▶ [What is expected]:
Produce an exact copy of all the records.

▶ [Data listing]:

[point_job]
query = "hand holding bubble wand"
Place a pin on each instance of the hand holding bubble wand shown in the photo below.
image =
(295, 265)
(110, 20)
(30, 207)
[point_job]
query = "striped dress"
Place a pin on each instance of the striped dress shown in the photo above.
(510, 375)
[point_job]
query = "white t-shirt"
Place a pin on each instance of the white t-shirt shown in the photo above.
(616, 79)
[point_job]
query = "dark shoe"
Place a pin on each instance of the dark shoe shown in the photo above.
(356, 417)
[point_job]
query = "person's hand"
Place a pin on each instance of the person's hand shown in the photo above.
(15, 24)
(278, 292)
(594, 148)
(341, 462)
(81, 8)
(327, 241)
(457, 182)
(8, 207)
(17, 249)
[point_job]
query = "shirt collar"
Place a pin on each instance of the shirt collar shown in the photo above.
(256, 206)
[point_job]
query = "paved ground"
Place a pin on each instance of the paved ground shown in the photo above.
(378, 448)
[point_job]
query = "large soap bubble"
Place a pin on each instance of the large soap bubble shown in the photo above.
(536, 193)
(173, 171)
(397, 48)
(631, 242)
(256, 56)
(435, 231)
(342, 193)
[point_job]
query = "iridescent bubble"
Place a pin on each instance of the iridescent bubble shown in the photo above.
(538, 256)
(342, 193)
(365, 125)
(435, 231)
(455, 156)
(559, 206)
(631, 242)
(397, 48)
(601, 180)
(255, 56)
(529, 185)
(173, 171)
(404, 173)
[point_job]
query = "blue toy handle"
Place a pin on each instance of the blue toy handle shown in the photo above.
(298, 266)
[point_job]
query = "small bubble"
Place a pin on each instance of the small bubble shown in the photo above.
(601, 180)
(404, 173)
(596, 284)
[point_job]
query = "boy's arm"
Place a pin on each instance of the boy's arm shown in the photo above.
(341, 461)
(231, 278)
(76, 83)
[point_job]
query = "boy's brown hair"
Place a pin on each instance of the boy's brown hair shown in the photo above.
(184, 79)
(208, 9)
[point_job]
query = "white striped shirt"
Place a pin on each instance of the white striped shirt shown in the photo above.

▶ [Finished task]:
[point_job]
query = "hand holding bubble wand"
Place a pin on each instance of the hand holding bubble wand shown in the photo below.
image =
(295, 265)
(110, 20)
(30, 207)
[point_job]
query = "striped dress"
Place a pin on each instance of the striped dress shown in the photo above.
(510, 375)
[point_job]
query = "white t-shirt"
Place a pin on each instance of the white t-shirt shown in the photo above.
(616, 79)
[point_job]
query = "dark shoe"
Place a pin on each instance of the dark shoe shown in the photo above.
(356, 417)
[point_job]
query = "person's hand"
Place a pin on each instance of the person's hand shown in the photo above.
(15, 24)
(278, 292)
(594, 148)
(341, 462)
(81, 8)
(327, 241)
(457, 182)
(8, 207)
(17, 249)
[point_job]
query = "shirt collar"
Place a pin on each instance of the shirt collar shown in the photo above.
(256, 206)
[point_job]
query = "paved ground"
Place a pin on each instance of the paved ground shown in the photo above.
(378, 448)
[point_job]
query = "large soap bubble"
Place a pin on each instance of the large soap bubble shown in the photo above.
(536, 193)
(173, 171)
(397, 48)
(631, 242)
(256, 56)
(435, 231)
(342, 193)
[point_job]
query = "iridescent bubble"
Place a pin on each instance of the iridescent bubble shown in the photo above.
(538, 256)
(342, 193)
(365, 125)
(435, 231)
(455, 156)
(559, 206)
(631, 242)
(397, 48)
(601, 180)
(255, 56)
(529, 185)
(173, 171)
(404, 173)
[point_job]
query = "blue toy handle"
Place a pin on each instance of the blue toy handle shown in the photo above.
(298, 266)
[point_job]
query = "small bubble"
Place a pin on each instance of the small bubble shown in the photo above.
(601, 180)
(404, 173)
(596, 284)
[point_job]
query = "boy's arm"
Place a pin on each instance of the boy's arm shown in the photo above.
(341, 461)
(231, 278)
(76, 83)
[point_job]
query = "boy's brown hair"
Place a pin on each instance of the boy's brown hair shown in the photo above.
(184, 79)
(208, 9)
[point_job]
query = "white striped shirt"
Place a pin on each instance of the white striped shirt shown in the photo above.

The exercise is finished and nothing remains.